◆ Goal
Gather every line of the data below that contains the word "cabinet". Treat uppercase and lowercase letters as different.

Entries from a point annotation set
»»

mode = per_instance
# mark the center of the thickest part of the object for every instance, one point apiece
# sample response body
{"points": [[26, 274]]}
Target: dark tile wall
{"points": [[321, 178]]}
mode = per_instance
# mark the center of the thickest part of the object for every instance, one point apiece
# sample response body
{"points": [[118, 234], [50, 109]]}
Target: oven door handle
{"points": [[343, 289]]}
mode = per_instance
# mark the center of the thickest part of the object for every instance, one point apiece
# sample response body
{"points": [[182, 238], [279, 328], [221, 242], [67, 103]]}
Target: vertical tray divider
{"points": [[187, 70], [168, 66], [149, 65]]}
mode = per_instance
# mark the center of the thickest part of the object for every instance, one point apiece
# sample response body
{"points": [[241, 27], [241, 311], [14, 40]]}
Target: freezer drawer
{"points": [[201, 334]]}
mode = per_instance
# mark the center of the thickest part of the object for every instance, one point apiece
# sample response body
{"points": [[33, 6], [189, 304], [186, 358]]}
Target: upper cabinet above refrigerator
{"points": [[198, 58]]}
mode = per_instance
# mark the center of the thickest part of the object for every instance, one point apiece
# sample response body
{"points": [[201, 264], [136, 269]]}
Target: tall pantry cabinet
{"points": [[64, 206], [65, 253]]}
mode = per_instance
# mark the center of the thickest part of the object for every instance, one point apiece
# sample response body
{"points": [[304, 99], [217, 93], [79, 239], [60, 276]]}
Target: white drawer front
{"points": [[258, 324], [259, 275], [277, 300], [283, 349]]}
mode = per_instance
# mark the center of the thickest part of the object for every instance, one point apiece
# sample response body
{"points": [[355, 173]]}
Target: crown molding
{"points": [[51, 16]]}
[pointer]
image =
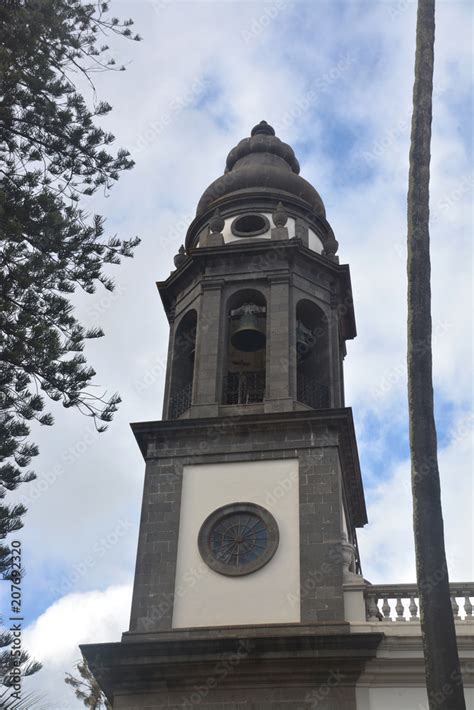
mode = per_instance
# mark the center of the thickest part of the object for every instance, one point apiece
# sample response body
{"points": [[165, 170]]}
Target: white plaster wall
{"points": [[229, 237], [314, 242], [400, 698], [204, 597]]}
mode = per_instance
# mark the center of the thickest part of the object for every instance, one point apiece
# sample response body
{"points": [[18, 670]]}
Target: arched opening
{"points": [[312, 347], [182, 372], [244, 379]]}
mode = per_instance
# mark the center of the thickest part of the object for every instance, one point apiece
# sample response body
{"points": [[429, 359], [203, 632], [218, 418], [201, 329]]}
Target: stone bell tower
{"points": [[252, 489]]}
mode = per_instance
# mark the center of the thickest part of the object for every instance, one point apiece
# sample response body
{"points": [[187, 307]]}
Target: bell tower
{"points": [[253, 491]]}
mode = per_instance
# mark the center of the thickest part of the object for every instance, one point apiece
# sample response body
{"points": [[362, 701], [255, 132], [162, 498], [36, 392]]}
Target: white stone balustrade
{"points": [[400, 603]]}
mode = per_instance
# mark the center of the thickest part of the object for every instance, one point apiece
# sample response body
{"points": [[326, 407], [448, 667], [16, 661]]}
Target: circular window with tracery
{"points": [[238, 539]]}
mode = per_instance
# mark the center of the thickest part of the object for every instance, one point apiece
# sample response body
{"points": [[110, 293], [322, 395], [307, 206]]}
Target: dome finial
{"points": [[264, 128]]}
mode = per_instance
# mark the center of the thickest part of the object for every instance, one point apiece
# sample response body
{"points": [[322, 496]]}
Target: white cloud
{"points": [[386, 544], [54, 638]]}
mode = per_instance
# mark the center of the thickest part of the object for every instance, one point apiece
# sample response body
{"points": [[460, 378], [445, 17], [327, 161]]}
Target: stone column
{"points": [[277, 397], [206, 388]]}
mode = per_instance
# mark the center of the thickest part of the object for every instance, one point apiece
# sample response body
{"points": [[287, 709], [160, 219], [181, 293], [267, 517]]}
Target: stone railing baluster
{"points": [[413, 609], [468, 608], [455, 607], [400, 610], [386, 610], [372, 608], [393, 597]]}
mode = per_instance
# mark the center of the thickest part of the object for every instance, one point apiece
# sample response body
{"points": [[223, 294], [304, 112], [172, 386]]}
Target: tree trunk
{"points": [[443, 675]]}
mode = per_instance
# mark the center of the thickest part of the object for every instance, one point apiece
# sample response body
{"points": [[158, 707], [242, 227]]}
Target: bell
{"points": [[248, 337], [304, 340]]}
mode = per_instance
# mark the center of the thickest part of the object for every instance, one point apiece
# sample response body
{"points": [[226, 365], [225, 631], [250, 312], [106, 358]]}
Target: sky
{"points": [[335, 79]]}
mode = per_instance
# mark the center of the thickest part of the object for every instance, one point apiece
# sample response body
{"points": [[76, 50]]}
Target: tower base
{"points": [[279, 666]]}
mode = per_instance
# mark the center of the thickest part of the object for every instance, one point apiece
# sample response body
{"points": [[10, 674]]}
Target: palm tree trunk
{"points": [[443, 676]]}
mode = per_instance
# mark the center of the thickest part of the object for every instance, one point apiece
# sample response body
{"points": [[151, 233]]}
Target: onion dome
{"points": [[265, 164]]}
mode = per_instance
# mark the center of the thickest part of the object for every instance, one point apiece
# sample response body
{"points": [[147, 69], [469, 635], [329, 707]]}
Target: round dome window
{"points": [[250, 225]]}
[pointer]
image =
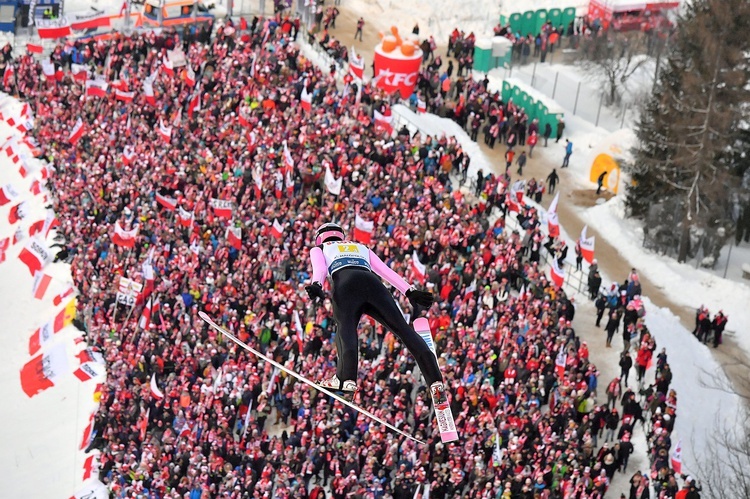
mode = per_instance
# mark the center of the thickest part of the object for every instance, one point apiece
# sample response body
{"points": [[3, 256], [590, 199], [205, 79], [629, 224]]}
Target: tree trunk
{"points": [[684, 248]]}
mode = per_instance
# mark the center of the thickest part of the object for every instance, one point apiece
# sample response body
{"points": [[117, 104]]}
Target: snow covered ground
{"points": [[41, 435]]}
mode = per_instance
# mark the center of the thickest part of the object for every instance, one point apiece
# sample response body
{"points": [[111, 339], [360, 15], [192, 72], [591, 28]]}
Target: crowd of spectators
{"points": [[521, 380]]}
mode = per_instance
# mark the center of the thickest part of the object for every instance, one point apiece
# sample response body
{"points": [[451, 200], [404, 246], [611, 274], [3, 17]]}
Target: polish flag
{"points": [[363, 229], [234, 237], [128, 155], [356, 64], [42, 371], [35, 255], [90, 370], [41, 283], [288, 161], [9, 74], [333, 185], [151, 307], [80, 73], [557, 273], [587, 246], [148, 92], [170, 204], [124, 96], [125, 238], [222, 207], [194, 104], [165, 132], [553, 224], [7, 194], [305, 100], [44, 334], [560, 361], [277, 230], [155, 391], [76, 133], [189, 76], [96, 88], [185, 217], [168, 66], [676, 458], [420, 270], [384, 120]]}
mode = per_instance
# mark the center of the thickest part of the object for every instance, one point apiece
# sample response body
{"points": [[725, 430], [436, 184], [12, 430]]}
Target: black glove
{"points": [[315, 290], [420, 299]]}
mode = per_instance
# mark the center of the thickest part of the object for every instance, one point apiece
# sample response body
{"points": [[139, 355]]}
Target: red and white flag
{"points": [[41, 283], [148, 92], [305, 100], [41, 372], [7, 194], [676, 458], [333, 185], [384, 120], [553, 224], [194, 104], [557, 273], [356, 64], [165, 131], [185, 217], [96, 88], [420, 270], [167, 66], [170, 204], [128, 155], [155, 391], [587, 245], [363, 229], [125, 238], [222, 207], [234, 237], [124, 96], [80, 73], [148, 311], [189, 76], [90, 370], [76, 133], [277, 230], [35, 255]]}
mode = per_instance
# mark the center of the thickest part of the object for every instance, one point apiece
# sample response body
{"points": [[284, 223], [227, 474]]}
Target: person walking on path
{"points": [[568, 153], [360, 25], [552, 179]]}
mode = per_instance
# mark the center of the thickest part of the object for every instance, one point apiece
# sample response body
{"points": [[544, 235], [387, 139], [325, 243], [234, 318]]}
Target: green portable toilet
{"points": [[529, 23], [516, 23], [539, 19], [568, 16], [555, 17], [483, 60], [507, 91], [502, 51]]}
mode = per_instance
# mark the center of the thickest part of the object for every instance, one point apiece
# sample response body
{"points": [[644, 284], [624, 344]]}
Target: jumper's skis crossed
{"points": [[301, 378]]}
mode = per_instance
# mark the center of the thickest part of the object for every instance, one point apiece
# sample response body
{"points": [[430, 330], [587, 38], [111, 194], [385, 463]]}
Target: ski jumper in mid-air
{"points": [[355, 272]]}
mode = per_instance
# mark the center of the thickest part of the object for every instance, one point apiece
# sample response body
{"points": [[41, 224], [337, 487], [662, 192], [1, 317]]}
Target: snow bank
{"points": [[41, 435]]}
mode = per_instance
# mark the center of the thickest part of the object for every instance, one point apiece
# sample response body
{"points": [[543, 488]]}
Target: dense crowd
{"points": [[523, 389]]}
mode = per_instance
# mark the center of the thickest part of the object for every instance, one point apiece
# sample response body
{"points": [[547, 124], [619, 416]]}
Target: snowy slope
{"points": [[41, 435]]}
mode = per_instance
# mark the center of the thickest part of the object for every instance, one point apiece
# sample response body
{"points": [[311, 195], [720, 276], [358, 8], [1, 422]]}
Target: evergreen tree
{"points": [[683, 163]]}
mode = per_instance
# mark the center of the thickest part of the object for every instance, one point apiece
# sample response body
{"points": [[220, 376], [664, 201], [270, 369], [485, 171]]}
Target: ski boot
{"points": [[443, 414], [346, 389]]}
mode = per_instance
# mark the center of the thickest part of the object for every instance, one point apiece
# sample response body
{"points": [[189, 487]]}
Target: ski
{"points": [[303, 379]]}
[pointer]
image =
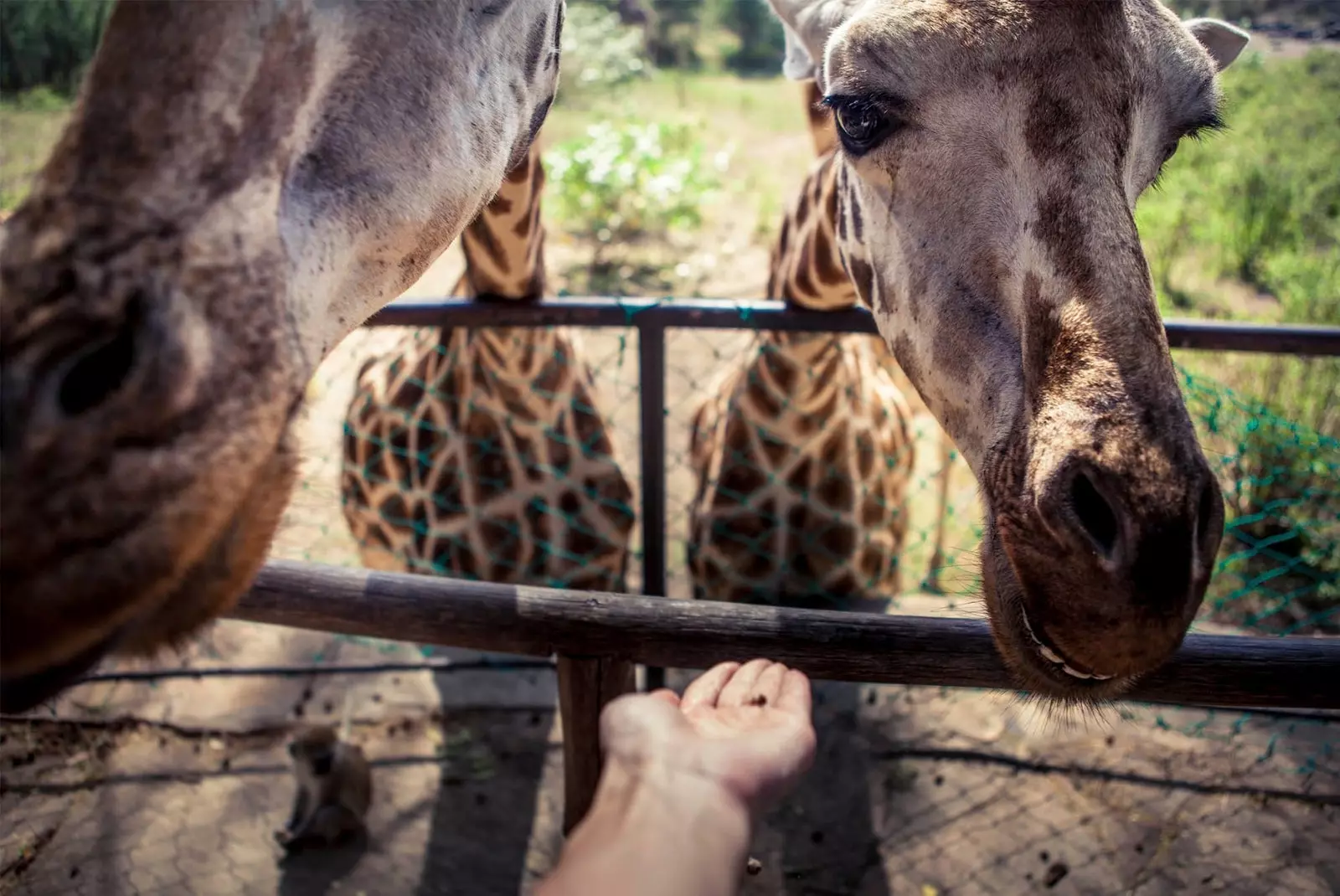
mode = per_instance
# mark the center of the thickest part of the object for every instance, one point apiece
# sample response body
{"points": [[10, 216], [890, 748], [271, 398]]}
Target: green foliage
{"points": [[1280, 563], [1260, 203], [49, 43], [600, 53], [631, 181], [676, 35], [760, 35]]}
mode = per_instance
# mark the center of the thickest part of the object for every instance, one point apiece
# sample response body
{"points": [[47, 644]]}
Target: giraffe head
{"points": [[992, 153], [240, 185]]}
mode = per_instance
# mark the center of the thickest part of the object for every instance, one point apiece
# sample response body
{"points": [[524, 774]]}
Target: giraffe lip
{"points": [[27, 692], [1055, 658]]}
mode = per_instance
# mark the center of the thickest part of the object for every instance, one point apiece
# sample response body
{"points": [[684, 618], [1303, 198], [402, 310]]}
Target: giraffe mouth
{"points": [[1036, 663], [1052, 657]]}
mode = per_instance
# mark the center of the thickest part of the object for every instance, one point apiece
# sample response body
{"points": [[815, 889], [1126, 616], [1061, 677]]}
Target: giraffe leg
{"points": [[937, 556]]}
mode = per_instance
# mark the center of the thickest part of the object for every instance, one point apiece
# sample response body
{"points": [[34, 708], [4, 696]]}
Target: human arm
{"points": [[683, 781]]}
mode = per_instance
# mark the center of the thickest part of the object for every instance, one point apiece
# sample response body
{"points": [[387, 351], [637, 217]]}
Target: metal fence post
{"points": [[652, 381]]}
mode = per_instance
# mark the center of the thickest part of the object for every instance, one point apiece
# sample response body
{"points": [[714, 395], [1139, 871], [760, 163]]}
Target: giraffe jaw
{"points": [[1035, 663], [162, 614]]}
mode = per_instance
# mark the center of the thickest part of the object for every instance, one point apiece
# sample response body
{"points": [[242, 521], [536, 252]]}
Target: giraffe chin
{"points": [[207, 590], [1036, 666]]}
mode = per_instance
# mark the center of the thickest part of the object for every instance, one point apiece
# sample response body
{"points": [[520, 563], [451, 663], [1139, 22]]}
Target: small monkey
{"points": [[334, 786]]}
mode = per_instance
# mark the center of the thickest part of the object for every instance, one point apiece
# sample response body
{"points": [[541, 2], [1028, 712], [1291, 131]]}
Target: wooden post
{"points": [[586, 685]]}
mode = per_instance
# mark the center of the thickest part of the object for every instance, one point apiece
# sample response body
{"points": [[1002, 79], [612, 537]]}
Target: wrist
{"points": [[643, 821]]}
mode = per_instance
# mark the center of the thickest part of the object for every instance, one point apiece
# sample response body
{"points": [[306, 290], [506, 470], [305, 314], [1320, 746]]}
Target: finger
{"points": [[795, 695], [705, 688], [665, 694], [739, 690], [767, 690]]}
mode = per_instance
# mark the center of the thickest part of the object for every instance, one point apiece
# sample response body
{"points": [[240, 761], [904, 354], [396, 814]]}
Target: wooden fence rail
{"points": [[598, 636]]}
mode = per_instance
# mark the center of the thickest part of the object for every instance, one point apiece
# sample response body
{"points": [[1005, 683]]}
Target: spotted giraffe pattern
{"points": [[482, 453], [804, 451], [783, 446]]}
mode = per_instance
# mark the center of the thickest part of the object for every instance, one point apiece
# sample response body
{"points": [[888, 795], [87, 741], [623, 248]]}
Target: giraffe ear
{"points": [[797, 63], [806, 26], [1219, 39]]}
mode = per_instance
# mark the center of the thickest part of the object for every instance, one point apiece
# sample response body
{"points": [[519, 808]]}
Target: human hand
{"points": [[744, 728]]}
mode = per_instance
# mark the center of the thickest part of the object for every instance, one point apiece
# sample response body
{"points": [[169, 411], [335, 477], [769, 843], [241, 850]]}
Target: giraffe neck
{"points": [[807, 268], [504, 244]]}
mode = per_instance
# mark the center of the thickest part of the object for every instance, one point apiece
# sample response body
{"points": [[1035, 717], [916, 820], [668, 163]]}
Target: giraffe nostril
{"points": [[1095, 513], [100, 371]]}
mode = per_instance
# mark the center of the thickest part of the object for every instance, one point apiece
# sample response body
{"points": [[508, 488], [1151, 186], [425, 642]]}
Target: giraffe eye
{"points": [[861, 123]]}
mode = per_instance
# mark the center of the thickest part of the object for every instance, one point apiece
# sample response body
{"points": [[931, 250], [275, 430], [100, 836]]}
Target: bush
{"points": [[49, 43], [629, 183], [1263, 203], [600, 53]]}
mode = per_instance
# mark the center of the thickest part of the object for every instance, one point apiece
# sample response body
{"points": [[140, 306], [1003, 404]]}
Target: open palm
{"points": [[747, 728]]}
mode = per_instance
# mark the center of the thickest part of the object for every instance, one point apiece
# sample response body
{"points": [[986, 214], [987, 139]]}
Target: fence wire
{"points": [[141, 785]]}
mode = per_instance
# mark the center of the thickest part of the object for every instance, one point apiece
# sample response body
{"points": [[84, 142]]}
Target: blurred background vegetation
{"points": [[676, 145]]}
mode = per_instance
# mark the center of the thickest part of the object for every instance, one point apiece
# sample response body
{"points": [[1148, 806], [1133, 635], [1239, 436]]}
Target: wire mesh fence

««

◆ Worked solution
Target: upper cabinet above refrigerator
Target: tall pantry cabinet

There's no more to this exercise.